Source document.
————

# racing marks



## TSOJOURNER (Dec 16, 1999)

Nebraska racers, looking for smaller racing marks to replace our 24" ones that sink before end of race. We cannot fit the huge ones shown in popular suppliers catalogs in our small commitee boat.Thanks if you can help.


----------



## geohan (Mar 8, 2000)

For racing buoys on short courses you might try large white fenders ballasted with suitable lengths of chain forming the upper part of their rodes. An alternative is 20-inch diameter orange fenders or even large plastic beach balls from Target,K-Mart or some such. In our club we fabricate buoys from 8-foot lengths of 10-inch PVC pipe we get as scrap from local sewer contractors. They are ballasted with concrete and filled with scrap styrofoam and are pretty substantial. They remain on station year around on 200-pound concrete anchors on Puget Sound. Regards, Geroge


----------



## paulk (Jun 2, 2000)

To get better visibility, you could try taking two or more styrofoam kickboards and rigging them together to float on end (weighted down with a short chain). You could make them into a square or trianglular overall shape by attaching the long edges of three or four together. You could make X shape by cutting a notch half way down from the top of one and half up from the bottom of the other, sliding then together and gluing them. Add a hole for the chain and anchor line, paint them a good color, and voila!


----------

————

Provided data.

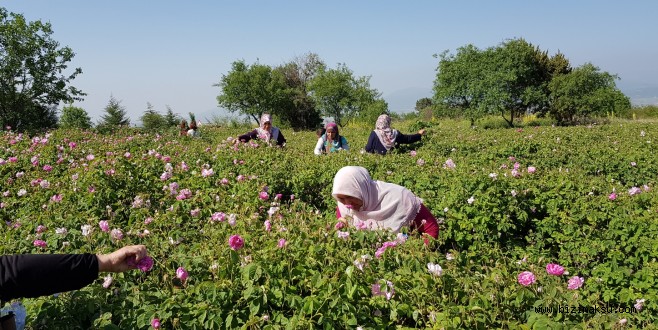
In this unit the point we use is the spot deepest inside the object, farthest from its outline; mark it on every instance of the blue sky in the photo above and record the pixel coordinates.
(172, 52)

————

Short task. Can you condense the paragraph beginning "For racing buoys on short courses" in the racing marks thread above into a short bulleted list that keeps its main facts?

Task answer.
- For short-course racing buoys, try large white fenders ballasted with lengths of chain forming the upper part of their rodes.
- Alternatives: 20-inch orange fenders, or large plastic beach balls from Target, K-Mart or similar stores.
- The writer's club makes buoys from 8-foot lengths of 10-inch PVC pipe, obtained as scrap from local sewer contractors.
- These are ballasted with concrete, filled with scrap styrofoam, and quite substantial.
- They stay on station year-round on Puget Sound, held by 200-pound concrete anchors.